*Recorded data*
══════

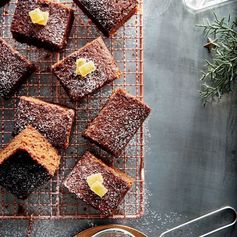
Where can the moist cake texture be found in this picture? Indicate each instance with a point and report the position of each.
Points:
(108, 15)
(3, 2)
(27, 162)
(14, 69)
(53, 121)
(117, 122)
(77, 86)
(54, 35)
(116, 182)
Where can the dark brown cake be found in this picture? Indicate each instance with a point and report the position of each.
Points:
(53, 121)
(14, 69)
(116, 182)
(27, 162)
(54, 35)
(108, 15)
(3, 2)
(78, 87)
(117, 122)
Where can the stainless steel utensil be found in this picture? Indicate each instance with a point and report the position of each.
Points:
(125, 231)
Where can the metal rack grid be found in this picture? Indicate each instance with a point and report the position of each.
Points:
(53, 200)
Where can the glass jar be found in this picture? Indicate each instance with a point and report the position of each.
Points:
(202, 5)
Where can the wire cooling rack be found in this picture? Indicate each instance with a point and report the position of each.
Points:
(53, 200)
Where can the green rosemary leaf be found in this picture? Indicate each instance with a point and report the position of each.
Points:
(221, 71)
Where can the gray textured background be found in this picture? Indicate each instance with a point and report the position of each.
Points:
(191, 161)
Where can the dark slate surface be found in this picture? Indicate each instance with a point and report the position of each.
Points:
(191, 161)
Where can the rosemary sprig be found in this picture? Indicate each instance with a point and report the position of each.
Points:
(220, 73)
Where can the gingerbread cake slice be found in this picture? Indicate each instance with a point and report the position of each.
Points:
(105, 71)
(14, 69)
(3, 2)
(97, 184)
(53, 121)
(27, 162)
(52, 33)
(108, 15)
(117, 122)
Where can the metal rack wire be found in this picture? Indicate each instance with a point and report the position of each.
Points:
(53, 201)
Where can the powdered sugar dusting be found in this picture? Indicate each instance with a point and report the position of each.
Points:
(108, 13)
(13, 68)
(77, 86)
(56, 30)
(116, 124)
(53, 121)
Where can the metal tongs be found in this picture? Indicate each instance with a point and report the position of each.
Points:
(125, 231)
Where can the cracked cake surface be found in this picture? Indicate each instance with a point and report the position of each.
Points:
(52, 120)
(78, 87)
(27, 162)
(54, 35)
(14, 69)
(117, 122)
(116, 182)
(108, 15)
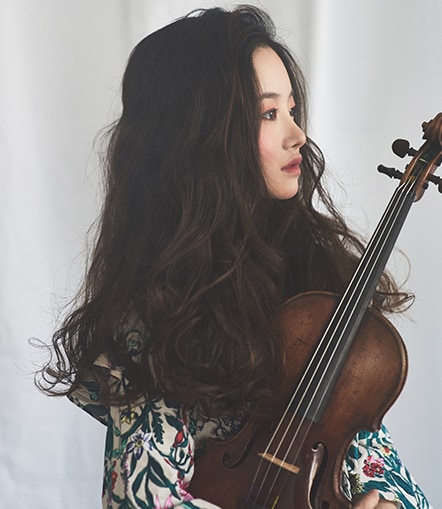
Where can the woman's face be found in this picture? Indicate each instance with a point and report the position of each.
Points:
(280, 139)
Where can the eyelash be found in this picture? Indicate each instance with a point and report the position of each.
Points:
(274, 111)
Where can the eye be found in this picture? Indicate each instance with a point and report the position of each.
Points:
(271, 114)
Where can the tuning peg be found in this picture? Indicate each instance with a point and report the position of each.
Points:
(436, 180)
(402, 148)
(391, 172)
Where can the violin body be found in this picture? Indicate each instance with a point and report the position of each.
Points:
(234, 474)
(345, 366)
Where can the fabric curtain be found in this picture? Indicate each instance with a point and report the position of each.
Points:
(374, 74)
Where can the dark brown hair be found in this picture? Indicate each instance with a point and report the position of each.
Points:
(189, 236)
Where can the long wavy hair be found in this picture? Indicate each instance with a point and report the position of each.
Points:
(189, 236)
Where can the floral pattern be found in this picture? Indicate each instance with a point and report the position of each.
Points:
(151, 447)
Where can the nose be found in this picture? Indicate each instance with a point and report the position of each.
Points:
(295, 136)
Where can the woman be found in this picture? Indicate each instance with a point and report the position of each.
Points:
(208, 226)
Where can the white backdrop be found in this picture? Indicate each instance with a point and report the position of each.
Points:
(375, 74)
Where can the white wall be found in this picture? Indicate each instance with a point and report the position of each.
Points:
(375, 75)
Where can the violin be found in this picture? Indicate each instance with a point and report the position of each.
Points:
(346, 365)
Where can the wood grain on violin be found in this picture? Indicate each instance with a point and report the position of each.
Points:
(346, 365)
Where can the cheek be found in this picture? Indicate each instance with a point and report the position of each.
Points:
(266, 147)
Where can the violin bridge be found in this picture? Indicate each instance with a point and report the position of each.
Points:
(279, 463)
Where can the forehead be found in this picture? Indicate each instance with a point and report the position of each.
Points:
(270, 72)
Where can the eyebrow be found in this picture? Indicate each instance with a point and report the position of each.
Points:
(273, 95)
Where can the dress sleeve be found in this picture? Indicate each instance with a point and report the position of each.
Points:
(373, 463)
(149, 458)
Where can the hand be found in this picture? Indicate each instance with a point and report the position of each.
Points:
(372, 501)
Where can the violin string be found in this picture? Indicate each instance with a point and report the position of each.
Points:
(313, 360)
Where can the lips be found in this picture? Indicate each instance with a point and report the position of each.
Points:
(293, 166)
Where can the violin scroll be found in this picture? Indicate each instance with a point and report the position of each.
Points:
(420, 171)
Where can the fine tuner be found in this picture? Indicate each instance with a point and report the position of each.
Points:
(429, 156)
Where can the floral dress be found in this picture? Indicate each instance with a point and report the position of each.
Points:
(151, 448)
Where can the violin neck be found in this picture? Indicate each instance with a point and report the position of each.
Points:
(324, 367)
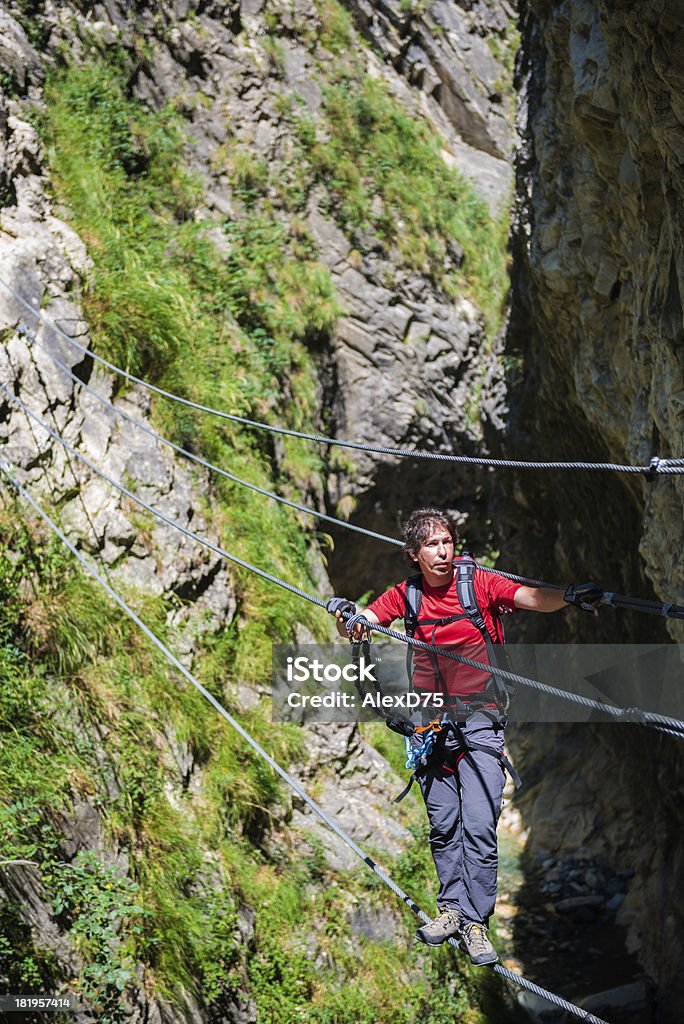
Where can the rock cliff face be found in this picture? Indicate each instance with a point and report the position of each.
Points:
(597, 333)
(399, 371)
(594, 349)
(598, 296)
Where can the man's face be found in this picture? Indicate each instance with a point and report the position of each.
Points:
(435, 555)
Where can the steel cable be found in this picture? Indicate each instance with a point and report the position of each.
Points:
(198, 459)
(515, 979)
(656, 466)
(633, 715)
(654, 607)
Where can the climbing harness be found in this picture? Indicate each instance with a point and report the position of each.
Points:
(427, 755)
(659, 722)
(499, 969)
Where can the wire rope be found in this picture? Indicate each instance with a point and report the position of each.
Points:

══════

*Your task*
Print the records again exactly. Skip every picture.

*Answer to this exercise*
Where can the moist cake texture be found in this picture? Indicate each instance with a point and report the position of each.
Points:
(108, 15)
(3, 2)
(27, 162)
(14, 69)
(53, 121)
(117, 122)
(77, 86)
(54, 35)
(116, 182)
Where can the dark brown cake be found in this picture? Indicate each instance with a point and report the position of each.
Points:
(53, 121)
(14, 69)
(116, 182)
(27, 162)
(54, 35)
(108, 15)
(3, 2)
(78, 87)
(117, 122)
Where can the stainless steel utensil be found in this picture? Indicate each instance with a point and report the position of each.
Points:
(125, 231)
Where can the metal rack grid be found in this picture? Indicate each instance with a point and report the position of each.
Points:
(53, 200)
Where can the glass jar be found in this picture? Indicate each instance with a point and report the position of each.
Points:
(202, 5)
Where can the wire cooling rack be found in this picture? Indicate each instance with a point and report the position of each.
Points:
(53, 200)
Where can the green rosemary leaf be found in this picture? Indicate each instance with a point and report the position of each.
Points:
(221, 71)
Where can the gray textured background be found in this picture? Indicate each instance with a point and report the position of each.
Points:
(191, 161)
Where can the dark slate surface be found in this picture? Indicate each instance with a point and report the position of each.
Points:
(191, 161)
Where can the rosemary sprig be found in this picture? Indicate each instance with a point and report the position of each.
Points:
(220, 73)
Where can the gingerbread cake slice be found in this picture? Indicate each instance with a point and report the position of each.
Points:
(105, 71)
(14, 69)
(3, 2)
(97, 184)
(53, 121)
(27, 162)
(52, 33)
(108, 15)
(117, 122)
Where can the metal rack wire be found in this picture? Indicate each instance with a point and report the position of each.
Points:
(53, 201)
Where can the powdered sugar dusting be found in this picture? Indicate each instance with a point and report the position of each.
Points:
(108, 13)
(13, 68)
(77, 86)
(56, 30)
(116, 124)
(53, 121)
Where can the metal tongs be found in this picture? Indicate each instance with a point and report the position of each.
Points:
(125, 231)
Where can the cracked cake surface be found in this picture? Indicate each instance with a point and report the position of each.
Points:
(52, 120)
(78, 87)
(27, 162)
(54, 35)
(14, 69)
(117, 122)
(116, 182)
(108, 15)
Where can the woman's face be found in this picture? Indicate each instance with a point and report the position of each.
Points:
(280, 139)
Where can the eyelash be found in this picture? Indicate each instance with a point and report the position of each.
Points:
(274, 111)
Where can the eye be found in this picture? Indicate each instance with a point and report the position of each.
Points:
(271, 114)
Where can the tuning peg be found in this picture? Indicate each instance with a point and report the position of each.
Points:
(436, 180)
(402, 148)
(391, 172)
Where can the violin body be found in this picture? Indicate each instance with a point and report the position of each.
Points:
(234, 474)
(345, 366)
Where can the fabric curtain be found in this picture? Indicate each instance with a point and report the position of each.
Points:
(374, 74)
Where can the dark brown hair be found in this picture? Indicate each instance with a point and report the position of each.
Points:
(189, 236)
Where can the long wavy hair be found in this picture? Indicate each instance with a point and report the position of each.
Points:
(189, 236)
Where can the floral pattern be found in this picture? Indicate each instance with a point and report the position of each.
Points:
(151, 447)
Where can the nose be found in this picture? Indicate each instance with a point and report the position of each.
Points:
(295, 136)
Where can the woman be found in this picture? Indicate each instance with a point and report the position of each.
Points:
(208, 226)
Where can the white backdrop be found in this picture? Indicate each instance with a point and report the position of each.
Points:
(375, 74)
Where can the white wall be found in this picture? Indicate each instance with a point and report the position of each.
Points:
(375, 75)
Where can the violin be found in this picture? Indicate each instance with a point and report the position of each.
Points:
(346, 365)
Where can the wood grain on violin be found in this picture? Indicate each instance with a point and report the position of each.
Points:
(346, 365)
Where can the cheek be found in this picture? Indicate each instance with a point and report the position of each.
Points:
(266, 147)
Where can the violin bridge be found in this picture? Indicate each instance with a point and report the position of each.
Points:
(279, 463)
Where can the forehead be found in this picture? Indicate each instance with a point and report the position of each.
Points:
(270, 72)
Where can the eyebrow be found in this picture? Indicate each instance with a point and report the position of each.
Points:
(273, 95)
Where can the dress sleeve be found in this picture? Indicate each instance with a point and report the position of each.
Points:
(373, 463)
(149, 458)
Where can the hand be found in this picture? Indicate each instance with a point and report the position of each.
Points:
(372, 501)
Where can the violin string be found in this picture? Indicate each instance with a point and report the position of each.
Points:
(313, 360)
Where can the lips be found in this picture? Indicate each instance with a point and report the position of each.
Points:
(293, 166)
Where can the violin scroll be found in this picture? Indicate each instance with a point and report the position of each.
Points:
(420, 171)
Where can the fine tuner be found in this picture? Indicate each instance with a point and report the position of each.
Points:
(429, 156)
Where can the floral dress be found in this picture? Indicate each instance with a point and report the position of each.
Points:
(151, 448)
Where can the violin neck be found in this picture? Indicate each instance with a point and report the position of each.
Points:
(324, 367)
Where can the rock cliff face be found in this picture? Indicate each instance with a point and report the position of each.
Points:
(597, 333)
(399, 371)
(594, 349)
(598, 296)
Where can the man's face be found in this picture? Indicate each instance with a point and report the position of each.
Points:
(435, 555)
Where can the steel cable be found in this picture? Indicate each instance with a point and report the position of each.
Points:
(198, 459)
(515, 979)
(656, 466)
(633, 715)
(654, 607)
Where can the climbing harness be found in this picture? Indicate each instance with a point and report the position of each.
Points:
(427, 755)
(659, 722)
(499, 969)
Where can the wire rope be found in this picture? Indicate each instance with a point and report the position of each.
Points:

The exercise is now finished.